======== TASK MATERIAL

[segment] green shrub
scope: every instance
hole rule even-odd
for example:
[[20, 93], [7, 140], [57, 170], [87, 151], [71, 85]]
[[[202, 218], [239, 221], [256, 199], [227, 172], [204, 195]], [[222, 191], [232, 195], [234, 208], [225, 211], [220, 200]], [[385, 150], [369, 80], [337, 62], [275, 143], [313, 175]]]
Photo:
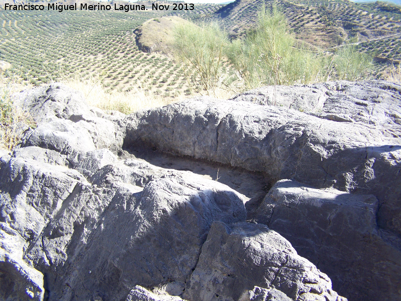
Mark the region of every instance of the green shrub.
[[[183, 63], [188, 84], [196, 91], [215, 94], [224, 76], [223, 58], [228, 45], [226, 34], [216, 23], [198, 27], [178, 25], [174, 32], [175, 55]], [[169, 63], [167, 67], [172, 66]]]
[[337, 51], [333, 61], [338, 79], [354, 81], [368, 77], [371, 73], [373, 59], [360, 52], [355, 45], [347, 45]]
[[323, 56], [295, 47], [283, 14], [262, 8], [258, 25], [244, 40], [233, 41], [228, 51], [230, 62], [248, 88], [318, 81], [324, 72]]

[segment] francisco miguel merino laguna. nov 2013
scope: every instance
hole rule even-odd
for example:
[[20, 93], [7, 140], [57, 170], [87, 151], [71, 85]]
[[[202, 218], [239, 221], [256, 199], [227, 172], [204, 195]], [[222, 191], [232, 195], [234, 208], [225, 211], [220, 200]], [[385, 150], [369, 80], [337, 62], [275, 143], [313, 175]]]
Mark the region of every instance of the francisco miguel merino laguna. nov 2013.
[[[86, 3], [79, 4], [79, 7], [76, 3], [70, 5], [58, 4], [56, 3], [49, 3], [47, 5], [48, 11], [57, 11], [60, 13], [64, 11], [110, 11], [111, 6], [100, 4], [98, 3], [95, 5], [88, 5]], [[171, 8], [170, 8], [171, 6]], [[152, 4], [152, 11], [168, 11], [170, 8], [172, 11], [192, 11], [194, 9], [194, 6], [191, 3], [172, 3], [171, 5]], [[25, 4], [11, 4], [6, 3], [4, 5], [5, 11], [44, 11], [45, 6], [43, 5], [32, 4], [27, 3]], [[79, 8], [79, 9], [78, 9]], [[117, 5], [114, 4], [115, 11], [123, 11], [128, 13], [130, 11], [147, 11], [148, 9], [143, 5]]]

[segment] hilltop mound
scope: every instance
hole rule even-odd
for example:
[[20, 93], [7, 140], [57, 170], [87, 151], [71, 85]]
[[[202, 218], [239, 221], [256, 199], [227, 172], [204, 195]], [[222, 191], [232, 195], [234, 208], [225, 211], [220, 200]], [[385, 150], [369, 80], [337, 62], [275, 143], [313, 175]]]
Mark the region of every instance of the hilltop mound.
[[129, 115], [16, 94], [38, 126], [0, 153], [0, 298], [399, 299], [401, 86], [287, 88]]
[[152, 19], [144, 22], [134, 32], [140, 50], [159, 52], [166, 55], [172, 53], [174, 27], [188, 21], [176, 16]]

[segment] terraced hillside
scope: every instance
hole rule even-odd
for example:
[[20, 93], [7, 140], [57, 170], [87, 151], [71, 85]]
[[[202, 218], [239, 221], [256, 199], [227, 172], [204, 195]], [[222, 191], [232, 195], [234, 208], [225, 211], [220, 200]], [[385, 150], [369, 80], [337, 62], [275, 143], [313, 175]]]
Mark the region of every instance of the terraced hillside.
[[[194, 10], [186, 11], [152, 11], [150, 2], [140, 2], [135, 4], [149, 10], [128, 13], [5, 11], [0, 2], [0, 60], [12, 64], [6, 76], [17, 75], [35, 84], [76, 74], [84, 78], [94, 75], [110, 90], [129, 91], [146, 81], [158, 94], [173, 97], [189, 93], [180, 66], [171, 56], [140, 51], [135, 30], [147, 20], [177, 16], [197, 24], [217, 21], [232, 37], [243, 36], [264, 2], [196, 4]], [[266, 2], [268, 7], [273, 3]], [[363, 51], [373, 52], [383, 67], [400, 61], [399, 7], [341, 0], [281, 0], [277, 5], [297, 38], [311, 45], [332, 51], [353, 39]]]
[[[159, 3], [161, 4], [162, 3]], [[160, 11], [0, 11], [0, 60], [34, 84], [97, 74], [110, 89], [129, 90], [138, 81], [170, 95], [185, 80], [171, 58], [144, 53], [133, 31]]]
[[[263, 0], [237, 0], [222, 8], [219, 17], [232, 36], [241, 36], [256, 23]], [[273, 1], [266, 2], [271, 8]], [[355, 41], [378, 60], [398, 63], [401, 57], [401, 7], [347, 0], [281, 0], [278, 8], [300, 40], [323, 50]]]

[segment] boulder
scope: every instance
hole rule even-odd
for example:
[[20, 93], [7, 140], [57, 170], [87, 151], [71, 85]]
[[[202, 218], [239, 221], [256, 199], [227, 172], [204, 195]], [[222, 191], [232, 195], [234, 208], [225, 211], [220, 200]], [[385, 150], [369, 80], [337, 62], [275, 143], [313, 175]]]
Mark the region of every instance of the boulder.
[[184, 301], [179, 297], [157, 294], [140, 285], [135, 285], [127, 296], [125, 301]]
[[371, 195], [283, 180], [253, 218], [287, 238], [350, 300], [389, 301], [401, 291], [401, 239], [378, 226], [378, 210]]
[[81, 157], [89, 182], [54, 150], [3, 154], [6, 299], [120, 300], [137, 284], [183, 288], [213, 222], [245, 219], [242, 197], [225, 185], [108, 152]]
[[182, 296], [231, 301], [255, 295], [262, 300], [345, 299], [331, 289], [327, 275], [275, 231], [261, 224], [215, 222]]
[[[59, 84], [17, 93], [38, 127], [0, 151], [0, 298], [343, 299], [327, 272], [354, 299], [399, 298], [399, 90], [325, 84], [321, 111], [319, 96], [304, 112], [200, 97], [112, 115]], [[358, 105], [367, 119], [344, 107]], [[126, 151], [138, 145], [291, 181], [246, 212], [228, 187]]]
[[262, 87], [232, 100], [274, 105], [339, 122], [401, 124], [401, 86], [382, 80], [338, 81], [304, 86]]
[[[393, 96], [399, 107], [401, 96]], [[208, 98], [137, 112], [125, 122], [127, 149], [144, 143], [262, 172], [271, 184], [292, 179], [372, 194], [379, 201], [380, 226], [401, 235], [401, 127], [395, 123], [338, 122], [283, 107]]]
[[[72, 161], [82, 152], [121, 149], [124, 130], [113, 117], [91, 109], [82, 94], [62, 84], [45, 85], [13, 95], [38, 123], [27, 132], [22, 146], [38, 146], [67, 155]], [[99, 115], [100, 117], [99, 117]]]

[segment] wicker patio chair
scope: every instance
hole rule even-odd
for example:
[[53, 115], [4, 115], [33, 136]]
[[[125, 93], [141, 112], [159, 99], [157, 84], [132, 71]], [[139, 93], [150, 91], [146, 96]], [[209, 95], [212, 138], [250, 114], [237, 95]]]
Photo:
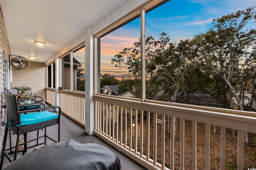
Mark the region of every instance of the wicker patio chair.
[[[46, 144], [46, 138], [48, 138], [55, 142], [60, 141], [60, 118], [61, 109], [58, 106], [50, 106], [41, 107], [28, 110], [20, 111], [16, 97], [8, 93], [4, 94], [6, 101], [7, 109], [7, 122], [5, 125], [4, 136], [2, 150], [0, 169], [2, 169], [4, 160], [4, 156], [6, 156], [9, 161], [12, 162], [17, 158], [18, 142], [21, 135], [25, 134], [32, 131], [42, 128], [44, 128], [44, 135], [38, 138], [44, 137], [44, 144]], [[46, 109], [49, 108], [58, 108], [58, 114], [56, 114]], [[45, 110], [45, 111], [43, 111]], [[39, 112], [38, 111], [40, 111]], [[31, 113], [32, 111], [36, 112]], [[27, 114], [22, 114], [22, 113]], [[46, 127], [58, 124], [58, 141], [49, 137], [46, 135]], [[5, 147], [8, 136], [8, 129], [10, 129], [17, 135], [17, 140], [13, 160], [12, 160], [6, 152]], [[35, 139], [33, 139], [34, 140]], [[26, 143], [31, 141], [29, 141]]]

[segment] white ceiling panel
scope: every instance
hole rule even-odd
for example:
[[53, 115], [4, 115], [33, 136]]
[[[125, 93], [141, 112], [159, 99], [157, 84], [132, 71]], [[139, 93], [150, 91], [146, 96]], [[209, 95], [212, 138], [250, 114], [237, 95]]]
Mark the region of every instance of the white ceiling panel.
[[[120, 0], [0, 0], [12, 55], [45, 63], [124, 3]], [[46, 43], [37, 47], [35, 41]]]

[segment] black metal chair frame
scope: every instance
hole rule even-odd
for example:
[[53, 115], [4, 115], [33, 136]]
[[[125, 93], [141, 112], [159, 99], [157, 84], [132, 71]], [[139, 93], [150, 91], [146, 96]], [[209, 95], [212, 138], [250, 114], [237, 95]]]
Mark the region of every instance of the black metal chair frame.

================

## TASK:
Pass over all pictures while writing out the lines from the line with "[segment] wicker patio chair" through the last line exactly.

## EXERCISE SOLUTION:
[segment] wicker patio chair
scope: every instance
hole rule even-odd
for example:
[[53, 115], [4, 115], [33, 136]]
[[[125, 93], [141, 112], [159, 99], [157, 84], [132, 71]], [[139, 93], [150, 91], [146, 96]], [[209, 95], [212, 138], [250, 114], [237, 95]]]
Photo:
Mark the region of every instance of the wicker patio chair.
[[[46, 144], [46, 138], [48, 138], [55, 142], [60, 141], [60, 118], [61, 109], [58, 106], [50, 106], [41, 107], [28, 110], [20, 111], [16, 97], [8, 93], [4, 94], [6, 101], [7, 109], [7, 122], [5, 125], [4, 136], [2, 150], [0, 169], [2, 169], [4, 160], [4, 156], [6, 156], [9, 161], [12, 162], [17, 158], [18, 142], [21, 135], [25, 134], [32, 131], [42, 128], [44, 128], [44, 135], [38, 138], [44, 137], [44, 144]], [[46, 109], [49, 108], [58, 108], [58, 114], [56, 114]], [[45, 110], [45, 111], [43, 111]], [[39, 112], [38, 111], [40, 111]], [[31, 113], [32, 111], [36, 112]], [[27, 114], [22, 114], [22, 113]], [[46, 127], [58, 124], [58, 141], [49, 137], [46, 135]], [[5, 147], [8, 136], [8, 129], [10, 129], [17, 135], [17, 140], [13, 160], [12, 160], [6, 152]], [[35, 139], [33, 139], [34, 140]], [[26, 143], [31, 141], [29, 141]]]

[segment] white ceiling panel
scope: every instance
hole rule even-odd
for example:
[[53, 115], [4, 115], [33, 136]]
[[[125, 93], [141, 112], [159, 99], [157, 84], [132, 71]], [[139, 93], [150, 91], [146, 96]], [[209, 95], [212, 138], [250, 114], [237, 95]]]
Mark the region of every instance of the white ceiling panel.
[[[120, 0], [0, 0], [12, 55], [45, 63], [124, 3]], [[46, 43], [37, 47], [35, 41]]]

[segment] black metal chair frame
scope: every instance
hole rule even-odd
for example:
[[53, 115], [4, 115], [33, 136]]
[[[125, 93], [141, 112], [159, 99], [157, 84], [132, 71]], [[139, 93], [150, 91], [146, 96]], [[209, 95], [212, 138], [250, 114], [237, 95]]]
Mark the region of every instance of the black metal chair frame.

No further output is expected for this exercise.